→ Task goal:
Return all of the data exactly, with nothing left out but the pictures.

[Lines of data]
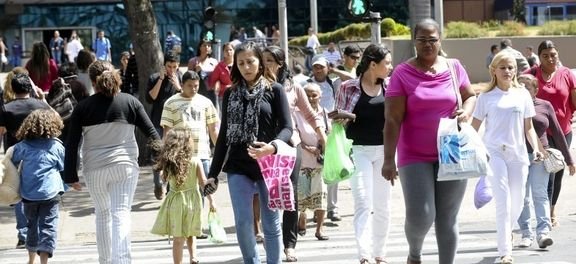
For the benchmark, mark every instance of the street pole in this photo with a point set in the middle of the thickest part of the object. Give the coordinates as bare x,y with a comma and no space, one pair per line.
283,27
376,35
439,14
314,15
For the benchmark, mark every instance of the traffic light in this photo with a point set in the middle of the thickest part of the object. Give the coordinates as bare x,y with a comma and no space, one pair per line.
209,23
359,8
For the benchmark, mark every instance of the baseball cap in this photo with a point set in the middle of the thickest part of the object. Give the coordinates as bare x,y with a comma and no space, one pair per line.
320,60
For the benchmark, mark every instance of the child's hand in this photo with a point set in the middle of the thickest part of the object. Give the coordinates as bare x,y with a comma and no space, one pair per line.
76,186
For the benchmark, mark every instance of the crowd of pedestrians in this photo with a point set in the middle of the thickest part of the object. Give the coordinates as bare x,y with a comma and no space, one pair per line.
222,116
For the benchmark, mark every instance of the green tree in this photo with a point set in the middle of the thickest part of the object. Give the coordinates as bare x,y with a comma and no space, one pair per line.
518,11
149,56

→ Answer to the task:
For the benchmark, mark every instance of the street pole in this photo with a point set in the middle of the thickest part of the object. Give the coordinates as bare x,y with a comma and no space, one pair per line.
283,27
376,35
439,14
314,15
For the benchmark, mark every instance of the traffic light in this photo with a point set in the middle of the thickest part of the object. Give the coordinates as bare x,y with a comma and no space, one pair per line.
209,23
359,8
For the benchmark, mark every instance of the baseball cap in this photo with a point set in the middle of the thickest part of the object. Give the coordinates as bare x,y with a comma and no space, one pair per line.
320,60
For the benchmark, mark every instance of the child's hand in this photo with a point set in the middle of the thickest part of the object. Give the coordinates as bare x,y with a comma and no space, one pair per line.
76,186
For the benchmark, mark every instance of the crowd of pedestrians in this photo with a point set in the middle of the thickest part of the object. Give the coordinates as bare x,y with a comma and no space, one pair per line.
222,116
For the benchmark, mark every instance of the green tree in this photo with a point set in the middle of the thickest part of the object. Give the coordinates as bare x,y with a comma and no space, one pair per line.
518,11
149,56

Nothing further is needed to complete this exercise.